• **Bloc de texte**
Chap. 80. Cependant le parti démocratique de Corcyre, redoutant l’arrivée de la flotte, traita avec les supplians et les autres du même parti, pour parvenir à sauver la ville. On en détermina même quelques-uns à monter sur les vaisseaux : car, malgré la situation critique où l’on se trouvait, on en équipa trente, s’attendant à voir arriver les ennemis. Mais les Péloponnésiens, après avoir dévasté les champs jusqu’à midi, se retirèrent. Aux approches de la nuit, des feux les avaient avertis que soixante vaisseaux athéniens, partis de Leucade, venaient les attaquer. En effet, Athènes, informée que Corcyre était livrée à la sédition, et que les vaisseaux d’Alcidas devaient s’y rendre, avait envoyé cette flotte sous le commandement d’Eurymédon, fils de Théoclès.

• **Série d'exercices**
a. Dans l'extrait sur Corcyre, qui commandait la flotte envoyée par Athènes ?
b. Dénombrez les lignes des données qui contiennent la chaîne « jersey », en tenant compte de la casse. Indiquez seulement le nombre.

• **Données enregistrées**
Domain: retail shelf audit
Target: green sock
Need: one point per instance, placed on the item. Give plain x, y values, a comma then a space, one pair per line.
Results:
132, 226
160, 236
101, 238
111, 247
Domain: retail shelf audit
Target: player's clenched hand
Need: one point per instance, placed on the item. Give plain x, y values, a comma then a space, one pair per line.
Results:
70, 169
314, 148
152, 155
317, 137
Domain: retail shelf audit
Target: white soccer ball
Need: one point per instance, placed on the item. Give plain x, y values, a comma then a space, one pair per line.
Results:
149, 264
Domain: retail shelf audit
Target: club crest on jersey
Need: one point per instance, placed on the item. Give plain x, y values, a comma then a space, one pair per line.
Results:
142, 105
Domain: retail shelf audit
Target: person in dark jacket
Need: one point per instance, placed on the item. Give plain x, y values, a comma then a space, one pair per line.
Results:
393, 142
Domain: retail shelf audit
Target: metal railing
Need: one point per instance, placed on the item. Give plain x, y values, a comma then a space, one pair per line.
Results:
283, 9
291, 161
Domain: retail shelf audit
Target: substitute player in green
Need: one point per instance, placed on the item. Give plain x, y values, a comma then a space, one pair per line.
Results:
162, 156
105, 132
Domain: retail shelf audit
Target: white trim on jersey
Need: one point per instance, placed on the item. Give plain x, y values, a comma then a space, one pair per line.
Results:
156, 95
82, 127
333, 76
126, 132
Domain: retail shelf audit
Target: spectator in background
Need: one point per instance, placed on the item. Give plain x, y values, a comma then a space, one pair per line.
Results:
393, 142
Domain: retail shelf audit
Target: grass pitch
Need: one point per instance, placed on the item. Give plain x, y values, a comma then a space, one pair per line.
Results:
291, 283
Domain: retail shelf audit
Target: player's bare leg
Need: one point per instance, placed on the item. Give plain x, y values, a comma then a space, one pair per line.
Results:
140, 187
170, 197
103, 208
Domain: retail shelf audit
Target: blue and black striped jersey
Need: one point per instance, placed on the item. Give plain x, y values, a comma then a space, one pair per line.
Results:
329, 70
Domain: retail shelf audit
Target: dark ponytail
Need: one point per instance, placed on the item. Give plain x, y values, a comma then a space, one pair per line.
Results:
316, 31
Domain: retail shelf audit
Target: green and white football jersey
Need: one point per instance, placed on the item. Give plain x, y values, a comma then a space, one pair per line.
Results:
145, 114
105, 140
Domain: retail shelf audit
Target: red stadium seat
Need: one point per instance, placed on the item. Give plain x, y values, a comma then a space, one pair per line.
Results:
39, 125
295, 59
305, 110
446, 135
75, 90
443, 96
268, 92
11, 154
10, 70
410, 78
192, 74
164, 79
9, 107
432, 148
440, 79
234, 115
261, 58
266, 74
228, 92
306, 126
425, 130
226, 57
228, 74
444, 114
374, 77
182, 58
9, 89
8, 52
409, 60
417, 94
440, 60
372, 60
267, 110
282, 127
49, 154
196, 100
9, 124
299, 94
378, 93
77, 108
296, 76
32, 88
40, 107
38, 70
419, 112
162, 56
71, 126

• **Corrigés des exercices**
a. Eurymédon, fils de Théoclès.

b. 4